Given text |
******
Amid the current whirlwind of depressing research regarding the current state of our planet, let’s take a break for something a little more light-hearted. And fluffy. In a landmark study, published in PLOS ONE, scientists have produced the world’s first test-tube puppies, using in vitro fertilization (IVF) to bring seven bundles of joy into the world.

Although fertilization is very much a natural process, getting it right in a test tube is notoriously difficult; it’s not as simple as putting an egg and sperm cell together. The donor sperm must have reached the correct phase of maturation, known as capacitation, which enables them to penetrate the egg. The egg cells, or oocytes, must also be obtained at a developmentally competent stage. The conditions in the lab must also be optimal to keep the fertilized cells viable.


Coupled with the fact that dogs have a unique reproductive physiology compared to other mammals, scientists have spent decades struggling to develop assisted reproductive technologies for these animals. But a group from Cornell University, headed by Alex Travis, has finally managed it.

The first hurdle the researchers had to overcome was getting an oocyte at the right stage of maturation for fertilization to be possible.  Dogs release eggs at an earlier stage of maturation compared with other mammals, which needs to mature in the fallopian tube in order to be fertilizable. This stage is reached around 60 hours post-ovulation.

While most mammalian oocytes are fertilizable four days after the surge of hormones that drive ovulation, the team discovered this wasn’t the case for dogs. “If we took them from the oviduct at day 5 we got some success, but at day 6 it started working really well,” Travis told IFLScience.

The team also found that the medium scientists had been using to drive sperm capacitation was missing a crucial ingredient: Magnesium. According to Travis, adding this not only boosted the motility of the sperm, making the tail hyperactive, but it permitted the onset of a secretion event that is a prerequisite for egg/sperm fusion, called acrosome exocytosis.


“This releases things that help the sperm make its way to the egg,” said Travis, “like proteins that help it stick to the oocyte.”
******
Task to complete | Duplicate the stretch of the test-tube puppies passage from "Coupled with the" through "60 hours post-ovulation.". The items after this point are separate material and are unrelated to the passage about test-tube puppies.

[Spatial localization data]
******
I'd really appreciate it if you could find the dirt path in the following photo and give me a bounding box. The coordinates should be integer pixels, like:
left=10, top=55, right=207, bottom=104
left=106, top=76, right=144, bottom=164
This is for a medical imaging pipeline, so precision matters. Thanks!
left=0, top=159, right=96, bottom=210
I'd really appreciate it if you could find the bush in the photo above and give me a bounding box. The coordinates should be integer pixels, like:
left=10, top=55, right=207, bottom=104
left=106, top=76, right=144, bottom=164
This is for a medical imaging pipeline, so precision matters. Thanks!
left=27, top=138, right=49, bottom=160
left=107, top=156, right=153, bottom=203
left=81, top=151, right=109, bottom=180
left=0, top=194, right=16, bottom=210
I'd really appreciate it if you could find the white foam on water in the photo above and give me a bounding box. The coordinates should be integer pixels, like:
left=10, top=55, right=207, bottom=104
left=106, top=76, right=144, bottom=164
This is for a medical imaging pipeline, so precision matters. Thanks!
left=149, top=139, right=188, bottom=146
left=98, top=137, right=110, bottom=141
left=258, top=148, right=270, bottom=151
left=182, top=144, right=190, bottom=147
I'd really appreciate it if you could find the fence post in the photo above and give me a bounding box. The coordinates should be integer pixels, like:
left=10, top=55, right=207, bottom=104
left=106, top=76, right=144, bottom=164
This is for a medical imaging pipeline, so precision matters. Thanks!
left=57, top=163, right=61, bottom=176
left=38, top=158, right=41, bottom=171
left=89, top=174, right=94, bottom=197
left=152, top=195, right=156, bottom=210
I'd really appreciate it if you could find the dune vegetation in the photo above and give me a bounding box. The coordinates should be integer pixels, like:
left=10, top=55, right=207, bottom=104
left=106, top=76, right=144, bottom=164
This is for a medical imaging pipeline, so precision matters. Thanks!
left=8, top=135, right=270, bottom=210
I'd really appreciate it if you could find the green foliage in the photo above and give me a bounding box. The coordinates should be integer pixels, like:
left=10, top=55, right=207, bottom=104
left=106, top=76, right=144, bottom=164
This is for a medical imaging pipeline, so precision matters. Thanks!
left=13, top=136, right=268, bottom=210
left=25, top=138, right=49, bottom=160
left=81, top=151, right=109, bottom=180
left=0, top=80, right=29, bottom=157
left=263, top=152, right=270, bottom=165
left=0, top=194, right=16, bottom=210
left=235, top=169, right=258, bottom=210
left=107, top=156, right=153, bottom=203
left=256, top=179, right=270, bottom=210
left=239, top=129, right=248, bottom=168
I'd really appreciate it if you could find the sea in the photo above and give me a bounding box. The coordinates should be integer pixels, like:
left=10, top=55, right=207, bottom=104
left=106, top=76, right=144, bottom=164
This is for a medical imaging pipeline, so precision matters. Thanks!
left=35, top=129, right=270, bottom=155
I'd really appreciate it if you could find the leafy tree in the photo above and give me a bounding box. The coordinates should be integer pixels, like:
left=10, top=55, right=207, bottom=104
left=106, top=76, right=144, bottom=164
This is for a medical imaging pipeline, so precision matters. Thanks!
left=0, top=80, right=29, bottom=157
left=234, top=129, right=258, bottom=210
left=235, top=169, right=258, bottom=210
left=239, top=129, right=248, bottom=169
******
Solution |
Coupled with the fact that dogs have a unique reproductive physiology compared to other mammals, scientists have spent decades struggling to develop assisted reproductive technologies for these animals. But a group from Cornell University, headed by Alex Travis, has finally managed it.

The first hurdle the researchers had to overcome was getting an oocyte at the right stage of maturation for fertilization to be possible.  Dogs release eggs at an earlier stage of maturation compared with other mammals, which needs to mature in the fallopian tube in order to be fertilizable. This stage is reached around 60 hours post-ovulation.